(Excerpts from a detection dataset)
--*--

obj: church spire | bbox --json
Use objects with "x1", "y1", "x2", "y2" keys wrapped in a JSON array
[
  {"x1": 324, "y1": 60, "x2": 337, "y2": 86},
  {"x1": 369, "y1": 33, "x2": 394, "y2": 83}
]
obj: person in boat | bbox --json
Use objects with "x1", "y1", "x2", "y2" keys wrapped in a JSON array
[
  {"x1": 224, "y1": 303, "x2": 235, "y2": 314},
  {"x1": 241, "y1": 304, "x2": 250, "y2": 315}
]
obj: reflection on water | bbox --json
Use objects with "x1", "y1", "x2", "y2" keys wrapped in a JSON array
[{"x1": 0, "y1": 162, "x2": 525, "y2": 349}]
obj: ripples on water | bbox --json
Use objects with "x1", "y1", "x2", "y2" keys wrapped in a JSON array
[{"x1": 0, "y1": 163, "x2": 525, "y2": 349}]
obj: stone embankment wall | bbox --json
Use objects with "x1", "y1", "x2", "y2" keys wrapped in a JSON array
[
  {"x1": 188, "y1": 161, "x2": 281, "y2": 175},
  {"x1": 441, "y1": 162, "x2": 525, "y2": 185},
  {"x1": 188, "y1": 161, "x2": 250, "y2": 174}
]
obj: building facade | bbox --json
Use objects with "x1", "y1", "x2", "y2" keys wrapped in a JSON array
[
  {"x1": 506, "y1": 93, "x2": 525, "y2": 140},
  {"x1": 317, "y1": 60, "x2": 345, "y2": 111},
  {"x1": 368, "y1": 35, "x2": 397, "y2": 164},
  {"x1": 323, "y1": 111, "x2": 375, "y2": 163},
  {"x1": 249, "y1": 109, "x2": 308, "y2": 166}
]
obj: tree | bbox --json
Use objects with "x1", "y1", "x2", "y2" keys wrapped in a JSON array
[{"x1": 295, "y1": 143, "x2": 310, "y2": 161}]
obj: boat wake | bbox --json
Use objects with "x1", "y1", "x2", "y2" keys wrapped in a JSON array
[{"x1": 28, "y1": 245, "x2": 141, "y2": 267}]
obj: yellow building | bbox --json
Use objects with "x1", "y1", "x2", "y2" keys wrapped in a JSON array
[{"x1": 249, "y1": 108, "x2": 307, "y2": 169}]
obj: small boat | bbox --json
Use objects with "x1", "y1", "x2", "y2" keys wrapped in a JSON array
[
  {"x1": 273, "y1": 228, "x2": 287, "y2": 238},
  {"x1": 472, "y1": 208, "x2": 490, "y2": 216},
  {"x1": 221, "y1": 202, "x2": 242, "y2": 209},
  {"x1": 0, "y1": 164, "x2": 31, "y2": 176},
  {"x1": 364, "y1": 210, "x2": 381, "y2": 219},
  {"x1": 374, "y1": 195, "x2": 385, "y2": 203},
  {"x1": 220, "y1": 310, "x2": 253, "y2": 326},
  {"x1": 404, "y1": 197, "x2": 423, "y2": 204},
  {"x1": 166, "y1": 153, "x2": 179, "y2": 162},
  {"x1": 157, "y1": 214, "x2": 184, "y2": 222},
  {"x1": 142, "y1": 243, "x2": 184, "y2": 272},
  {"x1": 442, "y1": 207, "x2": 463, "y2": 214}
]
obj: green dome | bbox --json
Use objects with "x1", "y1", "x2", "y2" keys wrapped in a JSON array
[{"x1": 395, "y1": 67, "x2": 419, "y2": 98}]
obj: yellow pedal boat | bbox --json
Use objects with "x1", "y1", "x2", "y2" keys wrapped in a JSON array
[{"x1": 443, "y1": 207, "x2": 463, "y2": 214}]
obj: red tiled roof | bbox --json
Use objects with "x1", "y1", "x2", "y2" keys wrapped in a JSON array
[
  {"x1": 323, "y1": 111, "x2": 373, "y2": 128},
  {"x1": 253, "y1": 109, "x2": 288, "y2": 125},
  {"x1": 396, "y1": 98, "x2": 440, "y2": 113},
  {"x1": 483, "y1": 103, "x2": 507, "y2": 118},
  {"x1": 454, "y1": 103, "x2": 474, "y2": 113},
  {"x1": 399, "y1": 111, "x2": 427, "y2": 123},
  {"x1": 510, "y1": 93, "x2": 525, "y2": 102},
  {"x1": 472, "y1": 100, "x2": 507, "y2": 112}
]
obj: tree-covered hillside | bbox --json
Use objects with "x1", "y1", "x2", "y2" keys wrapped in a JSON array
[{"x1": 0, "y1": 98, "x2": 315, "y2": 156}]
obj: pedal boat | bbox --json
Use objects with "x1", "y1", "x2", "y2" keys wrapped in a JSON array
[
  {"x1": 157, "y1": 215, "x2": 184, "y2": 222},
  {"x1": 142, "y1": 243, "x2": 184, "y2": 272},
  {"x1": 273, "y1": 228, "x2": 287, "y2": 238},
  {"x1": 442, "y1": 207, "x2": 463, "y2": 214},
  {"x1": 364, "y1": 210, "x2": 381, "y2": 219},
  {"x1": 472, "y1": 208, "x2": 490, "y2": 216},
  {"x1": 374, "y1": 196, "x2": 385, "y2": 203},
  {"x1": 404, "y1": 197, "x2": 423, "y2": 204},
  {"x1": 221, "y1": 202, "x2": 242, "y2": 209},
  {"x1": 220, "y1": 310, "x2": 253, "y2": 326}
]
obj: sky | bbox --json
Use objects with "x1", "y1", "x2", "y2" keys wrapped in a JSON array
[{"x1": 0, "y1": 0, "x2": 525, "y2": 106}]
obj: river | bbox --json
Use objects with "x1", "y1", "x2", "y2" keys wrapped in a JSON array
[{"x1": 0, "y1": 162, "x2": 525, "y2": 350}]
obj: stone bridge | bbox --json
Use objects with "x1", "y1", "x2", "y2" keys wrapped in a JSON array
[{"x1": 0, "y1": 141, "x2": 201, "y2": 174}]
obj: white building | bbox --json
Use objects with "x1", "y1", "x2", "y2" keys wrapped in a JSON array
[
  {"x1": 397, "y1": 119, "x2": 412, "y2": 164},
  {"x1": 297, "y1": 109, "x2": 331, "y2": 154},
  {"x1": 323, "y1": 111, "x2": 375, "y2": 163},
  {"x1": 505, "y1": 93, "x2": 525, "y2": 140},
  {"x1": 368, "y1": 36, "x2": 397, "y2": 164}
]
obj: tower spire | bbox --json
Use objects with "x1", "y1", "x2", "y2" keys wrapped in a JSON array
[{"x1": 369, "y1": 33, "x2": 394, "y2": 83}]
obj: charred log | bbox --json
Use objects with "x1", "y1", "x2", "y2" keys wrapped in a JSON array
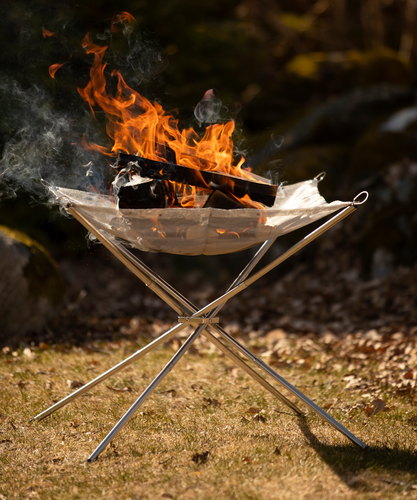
[
  {"x1": 116, "y1": 153, "x2": 278, "y2": 207},
  {"x1": 203, "y1": 189, "x2": 246, "y2": 210},
  {"x1": 117, "y1": 178, "x2": 176, "y2": 209}
]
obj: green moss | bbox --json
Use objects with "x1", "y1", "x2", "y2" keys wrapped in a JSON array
[
  {"x1": 285, "y1": 47, "x2": 412, "y2": 85},
  {"x1": 0, "y1": 226, "x2": 64, "y2": 304}
]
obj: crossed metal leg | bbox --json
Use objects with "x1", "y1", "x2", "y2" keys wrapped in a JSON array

--*--

§ What to do: Rewrite the lines from the one holding "obj: green moss | bbox --json" through the end of the records, inclusive, switching "wrapped" to "enclosed" and leaving everything else unchanged.

§ Complete output:
obj: green moss | bbox --json
Use objects with "x1", "y1", "x2", "y2" keys enclosed in a JSON array
[
  {"x1": 285, "y1": 47, "x2": 412, "y2": 85},
  {"x1": 0, "y1": 226, "x2": 64, "y2": 304}
]
obj: crossed metal leg | bbox --json
Use objects with "x1", "y1", "x2", "y2" keys enclosed in a JSON array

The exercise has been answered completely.